▸ **GIVEN PASSAGE**
+--
The claims are for direct copyright infringement, vicarious copyright infringement, contributory copyright infringement, DMCA violations, unfair competition by misappropriation, and trade mark dilution.
On 26 February 2024, OpenAI filed a Motion to Dismiss in relation to parts of the claim to direct copyright infringement (re conduct occurring more than 3 years ago), as well as the claims relating to contributory infringement, DMCA violations and state common law misappropriation. In particular, OpenAI alleges that the 'Times paid someone to hack OpenAI's products' and that it took 'tens of thousands of attempts to generate the highly anomalous results' in Exhibit J to the Complaint, including by targeting and exploiting a bug (which OpenAI says it has committed to addressing) in violation of its terms of use. OpenAI goes on to categorise the key dispute in the case as to whether it is fair use to use publicly accessible content to train generative AI models to learn about language, grammar and syntax, and to 'understand the facts that constitute humans' collective knowledge'. The New York Times has categorised OpenAI's motion as grandstanding, with an attention-grabbing claim about 'hacking' that is both irrelevant and false.
+--
▸ **GIVEN ENTRIES**
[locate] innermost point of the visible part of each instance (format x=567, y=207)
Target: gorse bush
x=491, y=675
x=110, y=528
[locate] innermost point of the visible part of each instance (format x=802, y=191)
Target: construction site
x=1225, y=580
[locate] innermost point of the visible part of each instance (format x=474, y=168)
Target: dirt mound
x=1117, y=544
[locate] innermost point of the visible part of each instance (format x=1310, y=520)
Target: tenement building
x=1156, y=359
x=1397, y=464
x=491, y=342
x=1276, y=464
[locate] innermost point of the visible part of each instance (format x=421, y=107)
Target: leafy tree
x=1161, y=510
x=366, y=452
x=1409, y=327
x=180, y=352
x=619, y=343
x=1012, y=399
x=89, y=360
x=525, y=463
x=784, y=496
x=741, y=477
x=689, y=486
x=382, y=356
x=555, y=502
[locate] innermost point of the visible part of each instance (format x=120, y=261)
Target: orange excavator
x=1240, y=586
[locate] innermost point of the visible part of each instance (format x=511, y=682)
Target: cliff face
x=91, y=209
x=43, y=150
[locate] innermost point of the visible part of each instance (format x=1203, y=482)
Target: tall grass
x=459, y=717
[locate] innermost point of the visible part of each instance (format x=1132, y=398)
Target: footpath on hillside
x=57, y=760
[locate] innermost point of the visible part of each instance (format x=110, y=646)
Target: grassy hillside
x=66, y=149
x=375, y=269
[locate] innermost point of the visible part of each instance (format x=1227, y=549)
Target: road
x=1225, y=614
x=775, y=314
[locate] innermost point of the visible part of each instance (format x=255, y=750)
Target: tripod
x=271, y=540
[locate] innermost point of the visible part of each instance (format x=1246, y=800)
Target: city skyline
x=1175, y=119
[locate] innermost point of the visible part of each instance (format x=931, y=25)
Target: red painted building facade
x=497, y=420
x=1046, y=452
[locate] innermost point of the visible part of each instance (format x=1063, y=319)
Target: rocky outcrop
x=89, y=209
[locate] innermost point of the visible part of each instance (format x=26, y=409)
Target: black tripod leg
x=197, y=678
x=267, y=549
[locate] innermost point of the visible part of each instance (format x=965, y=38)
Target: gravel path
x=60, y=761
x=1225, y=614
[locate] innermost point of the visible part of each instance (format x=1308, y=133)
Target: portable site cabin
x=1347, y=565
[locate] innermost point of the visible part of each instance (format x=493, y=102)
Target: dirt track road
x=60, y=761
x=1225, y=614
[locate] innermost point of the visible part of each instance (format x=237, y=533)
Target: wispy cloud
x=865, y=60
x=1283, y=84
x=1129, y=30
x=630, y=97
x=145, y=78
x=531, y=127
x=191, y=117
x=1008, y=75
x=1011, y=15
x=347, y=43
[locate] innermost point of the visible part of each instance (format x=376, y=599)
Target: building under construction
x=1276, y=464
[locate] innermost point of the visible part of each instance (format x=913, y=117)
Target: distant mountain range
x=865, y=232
+--
▸ **REQUIRED ACTION A**
Echo the passage on the Times lawsuit from "The claims are" to "trade mark dilution.".
▸ **REQUIRED ACTION B**
Rewrite as a bulleted list the paragraph of the passage on the Times lawsuit that begins "On 26 February 2024," keeping its main facts.
▸ **REQUIRED ACTION C**
Answer these questions from the passage on the Times lawsuit:
(i) What is the last claim named in the list of claims?
(ii) On what date did OpenAI file its Motion to Dismiss?
(iii) Which exhibit to the Complaint holds the results OpenAI calls highly anomalous?

▸ **TASK ANSWER A**
The claims are for direct copyright infringement, vicarious copyright infringement, contributory copyright infringement, DMCA violations, unfair competition by misappropriation, and trade mark dilution.

▸ **TASK ANSWER B**
- On 26 February 2024, OpenAI filed a Motion to Dismiss. It targets part of the direct copyright infringement claim (conduct from more than 3 years ago) and the claims for contributory infringement, DMCA violations and state common law misappropriation.
- OpenAI alleges that the Times paid someone to hack its products. It says the highly anomalous results in Exhibit J took tens of thousands of attempts to generate, including by exploiting a bug in violation of its terms of use. OpenAI says it has committed to addressing that bug.
- OpenAI frames the key dispute as whether it is fair use to train generative AI models on publicly accessible content to learn about language, grammar and syntax and to understand the facts of humans' collective knowledge.
- The New York Times calls the motion grandstanding and says the "hacking" claim is irrelevant and false.

▸ **TASK ANSWER C**
(i) Trade mark dilution.
(ii) 26 February 2024.
(iii) Exhibit J.